- **EXTRACT PROVIDED**:
In honor of our collaboration with the Tucson Symphony Orchestra, we present “The Marriage of the Sun and Moon,” an homage to the roots of Western classical thought, drawing on the artistry of Medieval and Renaissance alchemical and hermetic texts.
Modern science has its roots in the alchemical experiments of ancient Greece and Hellenic Egypt, Medieval and Renaissance Europe, and the classical Islamic world.
Alchemy was the mystical and protoscientific practice of attempting to transform elements from base (lead) to noble (gold), seeking means to extend life, searching for cures and knowledge both metaphysical and mundane. It tangled the material and the spiritual together and attempted to use one—the material world—to affect the other—the spiritual.
Alchemists broke things down to the simplest elements that they could, named the pieces, devised symbols to represent them, and then figured out how to put them back together to make something new. They were fascinated by the combinations and conjunctions, aiming always to find a result that was greater than the sum of the elements that went into it—the elixir of life, the universal solvent, the Philosopher’s Stone. And their work was infused with mysticism, with soul and spirit, with arcane knowledge, with purification and the pursuit of enlightenment.

- **EXERCISES**:
A) Please reproduce the stretch of the alchemy passage from "Alchemy was the" through "the other—the spiritual." word for word.
B) Name every place or culture that the alchemy passage gives as a root of modern science.
C) Answer these from the alchemy passage:
(i) Which orchestra is the collaboration with?
(ii) Which metals illustrate a base and a noble element?
(iii) What three results greater than the sum of their elements did alchemists seek?
The records are separate material with no connection to the alchemy passage.

- **DATA ENTRIES**:

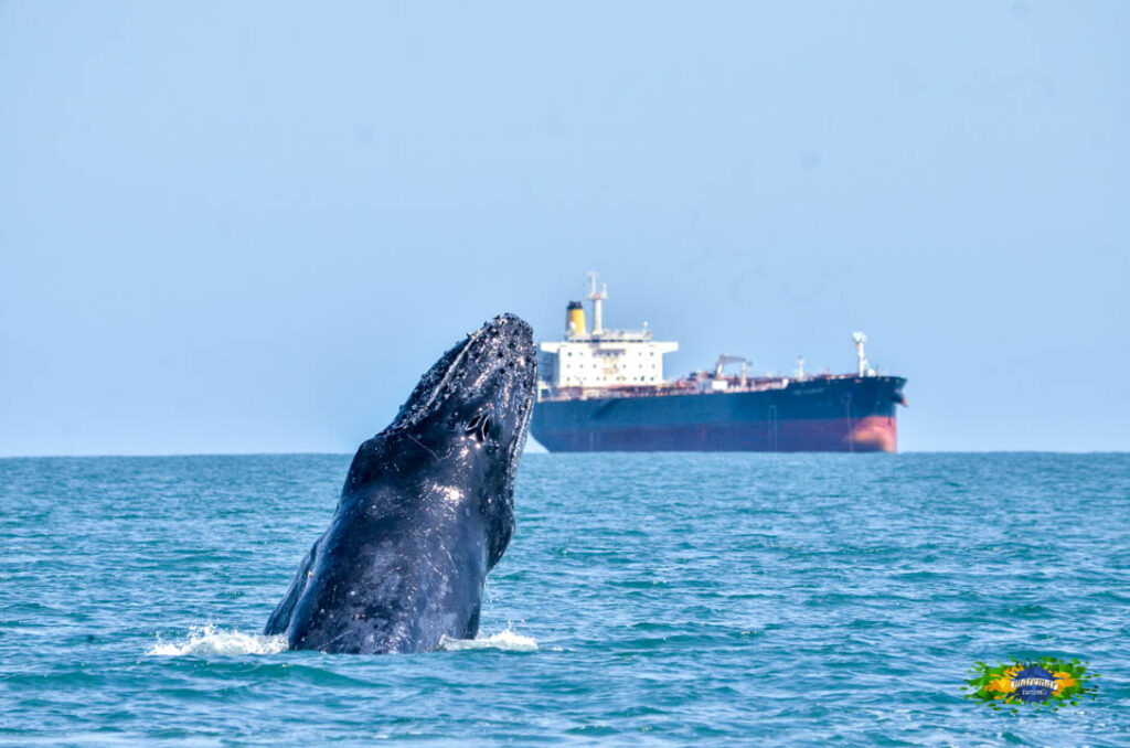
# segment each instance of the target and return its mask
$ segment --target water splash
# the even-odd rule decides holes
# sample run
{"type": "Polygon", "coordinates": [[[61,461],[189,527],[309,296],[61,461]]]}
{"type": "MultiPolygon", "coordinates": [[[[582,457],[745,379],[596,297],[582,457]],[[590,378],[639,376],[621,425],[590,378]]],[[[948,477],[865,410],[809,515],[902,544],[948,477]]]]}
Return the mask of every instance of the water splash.
{"type": "Polygon", "coordinates": [[[508,628],[476,638],[449,638],[444,636],[440,640],[440,649],[447,652],[460,652],[463,650],[501,650],[503,652],[537,652],[538,642],[532,636],[515,634],[508,628]]]}
{"type": "Polygon", "coordinates": [[[173,642],[157,643],[146,651],[150,656],[183,656],[186,654],[275,654],[287,649],[286,636],[263,636],[244,634],[240,630],[223,630],[214,624],[192,626],[189,636],[173,642]]]}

- **ANSWERS**:
A)
Alchemy was the mystical and protoscientific practice of attempting to transform elements from base (lead) to noble (gold), seeking means to extend life, searching for cures and knowledge both metaphysical and mundane. It tangled the material and the spiritual together and attempted to use one—the material world—to affect the other—the spiritual.

B)
Ancient Greece
Hellenic Egypt
Medieval and Renaissance Europe
The classical Islamic world

C)
(i) The Tucson Symphony Orchestra
(ii) Lead (base) and gold (noble)
(iii) The elixir of life, the universal solvent, and the Philosopher's Stone